### EXERCISE DESCRIPTION
Rewrite the listing below with every "white cloud" changed to "pale cloud" and nothing else altered, omitting the pictures from your answer.

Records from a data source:
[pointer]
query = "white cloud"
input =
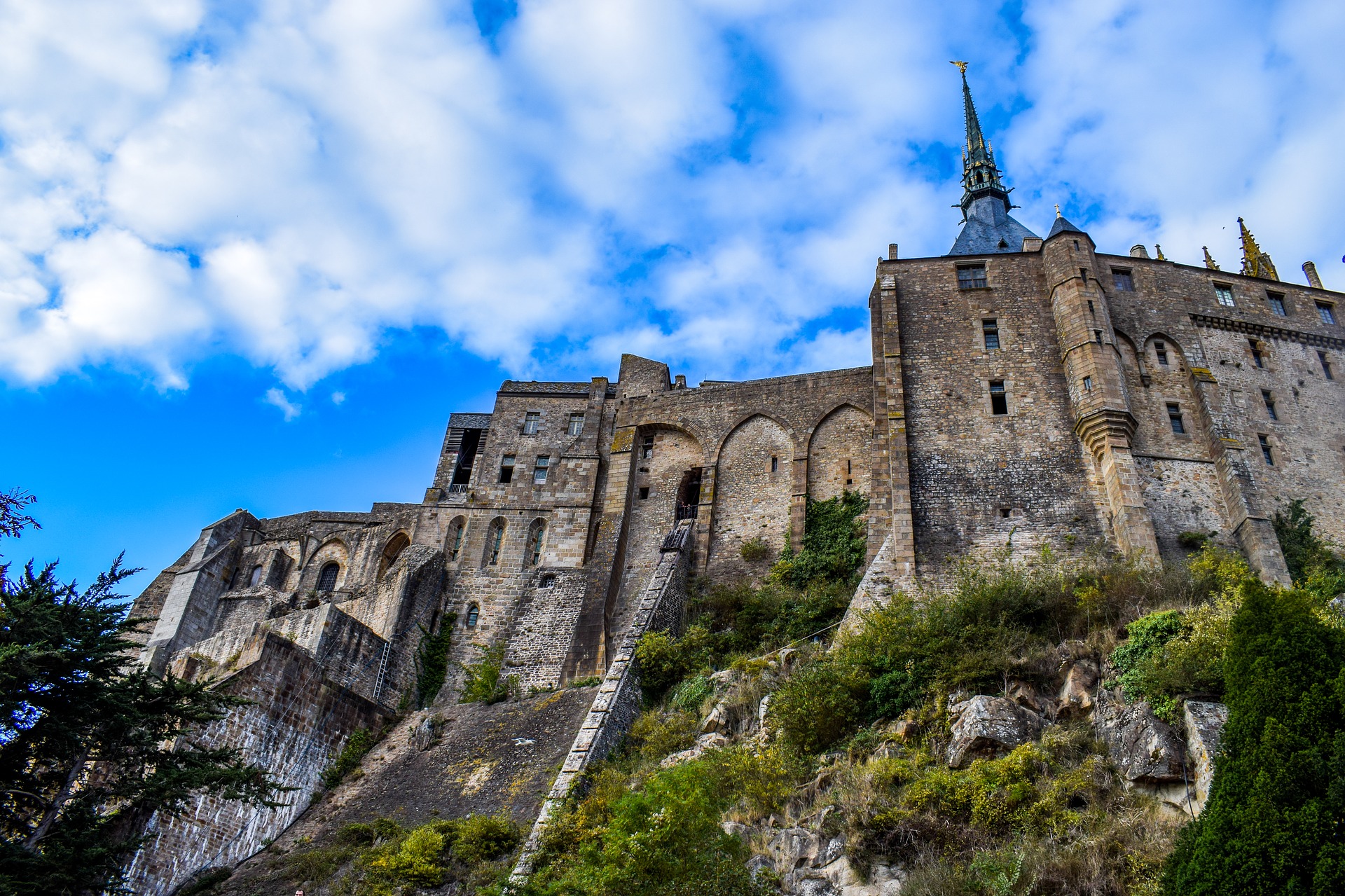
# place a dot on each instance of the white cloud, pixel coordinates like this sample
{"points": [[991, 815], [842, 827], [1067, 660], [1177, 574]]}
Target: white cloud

### SOLUTION
[pointer]
query = "pale cloud"
input =
# place a dot on each instance of the pale cloud, pixel coordinates like this sample
{"points": [[991, 815], [842, 827], [1067, 660], [1177, 574]]}
Target: pale cloud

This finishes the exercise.